:: Provided information ::

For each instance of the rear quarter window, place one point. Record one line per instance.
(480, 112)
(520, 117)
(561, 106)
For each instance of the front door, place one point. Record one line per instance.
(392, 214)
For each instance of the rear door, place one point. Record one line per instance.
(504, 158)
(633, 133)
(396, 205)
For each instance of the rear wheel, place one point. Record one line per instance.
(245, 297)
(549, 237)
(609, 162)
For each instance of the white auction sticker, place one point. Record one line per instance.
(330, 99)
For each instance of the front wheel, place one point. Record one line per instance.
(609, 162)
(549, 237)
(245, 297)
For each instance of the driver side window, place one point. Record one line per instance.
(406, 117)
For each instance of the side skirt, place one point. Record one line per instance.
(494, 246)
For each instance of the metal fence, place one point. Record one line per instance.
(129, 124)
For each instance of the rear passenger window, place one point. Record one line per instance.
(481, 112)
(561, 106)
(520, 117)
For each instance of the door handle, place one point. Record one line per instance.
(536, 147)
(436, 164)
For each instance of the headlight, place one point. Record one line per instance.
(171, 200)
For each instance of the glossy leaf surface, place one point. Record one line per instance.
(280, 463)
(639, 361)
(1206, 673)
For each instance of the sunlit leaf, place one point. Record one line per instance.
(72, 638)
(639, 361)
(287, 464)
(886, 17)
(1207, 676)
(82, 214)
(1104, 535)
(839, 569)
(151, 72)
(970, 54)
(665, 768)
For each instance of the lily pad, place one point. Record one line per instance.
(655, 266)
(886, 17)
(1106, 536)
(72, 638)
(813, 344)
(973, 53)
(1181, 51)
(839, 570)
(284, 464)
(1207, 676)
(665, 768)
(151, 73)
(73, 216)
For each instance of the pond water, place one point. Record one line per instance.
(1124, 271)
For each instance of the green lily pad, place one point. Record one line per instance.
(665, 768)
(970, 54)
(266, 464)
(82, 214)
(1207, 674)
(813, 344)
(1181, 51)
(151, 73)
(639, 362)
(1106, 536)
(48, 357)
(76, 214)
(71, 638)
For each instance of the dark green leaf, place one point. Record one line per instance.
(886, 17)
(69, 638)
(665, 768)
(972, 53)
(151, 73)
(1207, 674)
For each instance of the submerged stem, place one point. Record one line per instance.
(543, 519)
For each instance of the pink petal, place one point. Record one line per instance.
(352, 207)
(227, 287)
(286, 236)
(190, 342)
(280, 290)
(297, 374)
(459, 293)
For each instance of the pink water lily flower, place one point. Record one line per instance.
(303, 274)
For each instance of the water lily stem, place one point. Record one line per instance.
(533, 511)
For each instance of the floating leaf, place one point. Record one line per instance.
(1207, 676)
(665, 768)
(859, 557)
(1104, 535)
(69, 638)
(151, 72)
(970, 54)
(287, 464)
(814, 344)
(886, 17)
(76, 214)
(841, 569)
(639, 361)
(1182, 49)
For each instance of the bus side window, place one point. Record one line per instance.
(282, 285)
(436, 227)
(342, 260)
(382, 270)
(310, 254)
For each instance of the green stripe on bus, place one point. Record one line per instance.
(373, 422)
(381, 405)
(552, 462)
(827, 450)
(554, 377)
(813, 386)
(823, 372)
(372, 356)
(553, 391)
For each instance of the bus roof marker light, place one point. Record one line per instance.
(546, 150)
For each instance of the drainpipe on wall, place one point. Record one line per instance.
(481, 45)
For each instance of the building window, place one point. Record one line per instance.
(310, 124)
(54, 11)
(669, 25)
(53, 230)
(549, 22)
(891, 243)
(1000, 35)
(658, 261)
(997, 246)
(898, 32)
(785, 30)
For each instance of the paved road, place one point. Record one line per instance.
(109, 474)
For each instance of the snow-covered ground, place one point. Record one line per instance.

:::

### Exercise task:
Rewrite the listing above with every "place one point" changed to "mark one spot", leaving everything else as it is.

### Written solution:
For each instance of the rear quarter window, mark one spot. Record one line per instance.
(480, 112)
(520, 117)
(561, 106)
For each instance of the front door, mark one spot. Record one line per instance.
(392, 214)
For each instance of the rear door, mark one spot. Record one line per instance.
(504, 158)
(633, 133)
(396, 205)
For each instance of the rear wheel, mark one spot. Record one line per instance.
(245, 297)
(549, 237)
(609, 162)
For each instance of the white auction sticker, mark one spot. Record one line per instance.
(330, 99)
For each instance of the front wheel, mark one spot. Record one line per instance.
(609, 162)
(549, 237)
(245, 297)
For each instance of the driver side window, mark one spot. Record one line per instance.
(406, 117)
For each instance of the side skirt, mark one spot. Record one line per instance.
(494, 246)
For each instance of the metal fence, mark one spot. Record one line per instance.
(129, 124)
For each instance of the rear passenger window, mark one spot. Record one line per instance.
(481, 112)
(561, 106)
(520, 117)
For each instance of the door handle, mark one spot. Record one line per instance.
(536, 147)
(436, 164)
For each instance of the headlight, mark one spot. Record one line per instance.
(171, 200)
For each instance of the glossy leaf surface, mark one spot. Record one line per instance.
(280, 463)
(639, 361)
(1206, 673)
For each instance of the sunlit leaf, mark one spot. Record one line per instance.
(72, 638)
(639, 361)
(287, 464)
(886, 17)
(1207, 676)
(82, 214)
(1104, 535)
(839, 569)
(151, 72)
(970, 54)
(665, 768)
For each instance of the lily pad, mark one spot. Record one line per instance.
(655, 266)
(886, 17)
(1106, 536)
(72, 638)
(813, 344)
(973, 53)
(1181, 51)
(839, 570)
(284, 464)
(1207, 676)
(665, 768)
(151, 73)
(73, 216)
For each instance of the pond water, mark one spot. Record one line per instance.
(1124, 271)
For each instance of the green lily pad, mark one spot. Record one line per instance.
(665, 768)
(970, 54)
(266, 464)
(82, 214)
(1207, 674)
(813, 344)
(1181, 51)
(151, 73)
(639, 362)
(1106, 536)
(48, 357)
(76, 214)
(71, 638)
For each instance of the dark green leaf, mark one spot. Record one line per instance.
(886, 17)
(69, 638)
(665, 768)
(972, 53)
(151, 73)
(1207, 674)
For each instance of the submerged stem, mark one spot. Record one line per instance.
(543, 519)
For each instance of the pink petal, mark one spot. Record one line per instance.
(352, 207)
(227, 287)
(286, 236)
(190, 342)
(280, 290)
(297, 374)
(459, 293)
For each instance of the pink water lily flower, mark one spot. Record one line per instance.
(303, 274)
For each instance of the water lily stem, mark one spot. Record one line per instance.
(533, 511)
For each instance of the floating leaf, mark one spot. Record one line per instance.
(1207, 676)
(665, 768)
(859, 557)
(1104, 535)
(69, 638)
(151, 72)
(970, 54)
(287, 464)
(814, 344)
(886, 17)
(76, 214)
(841, 569)
(639, 361)
(1182, 49)
For each instance of the bus side window, mark one spot. Record one line per instance.
(282, 285)
(436, 227)
(342, 260)
(382, 270)
(310, 254)
For each instance of the green stripe on bus, mark one spot. Record one line per instance.
(373, 422)
(381, 405)
(552, 462)
(827, 450)
(554, 377)
(813, 386)
(823, 372)
(372, 356)
(553, 391)
For each instance of the bus roof marker light, mark one spot. Record one line per instance.
(546, 150)
For each instance of the drainpipe on wall, mark one spot. Record one line per instance.
(481, 45)
For each instance of the building window, mark one spot. Record one line per instance.
(310, 124)
(54, 11)
(669, 25)
(53, 230)
(549, 22)
(891, 243)
(1000, 35)
(658, 261)
(997, 246)
(898, 32)
(785, 30)
For each instance of the paved road, mark one spot. Record one line per instance.
(109, 474)
For each instance of the snow-covered ground, mark one spot. Record one line per instance.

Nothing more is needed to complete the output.